# [Records for this exercise]
----------

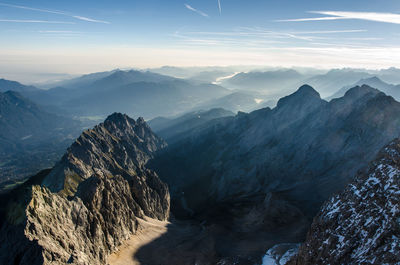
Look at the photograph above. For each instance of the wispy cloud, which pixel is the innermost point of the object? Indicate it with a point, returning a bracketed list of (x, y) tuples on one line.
[(34, 21), (339, 15), (91, 19), (58, 12), (201, 13)]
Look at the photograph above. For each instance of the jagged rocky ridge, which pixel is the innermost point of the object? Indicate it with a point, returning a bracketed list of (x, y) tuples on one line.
[(268, 172), (361, 225), (88, 203)]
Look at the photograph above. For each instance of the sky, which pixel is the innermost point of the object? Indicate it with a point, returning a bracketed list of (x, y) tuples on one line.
[(44, 37)]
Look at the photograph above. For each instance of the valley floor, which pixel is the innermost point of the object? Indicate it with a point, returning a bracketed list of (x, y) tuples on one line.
[(149, 230)]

----------

# [What this task involves]
Please rewrite the part of the listing that opens with the line containing "Look at the photograph above. For each instance of the valley" and runs through the end of the listing, replacing "valley floor" with "canyon floor" and keeping everything else the same.

# [Solution to this task]
Look at the photograph above. For each instance of the canyon floor, which pixel is the innermost point of the object? Indicate it with a point, returning a bracketed list of (x, y) tuples on one line.
[(149, 230)]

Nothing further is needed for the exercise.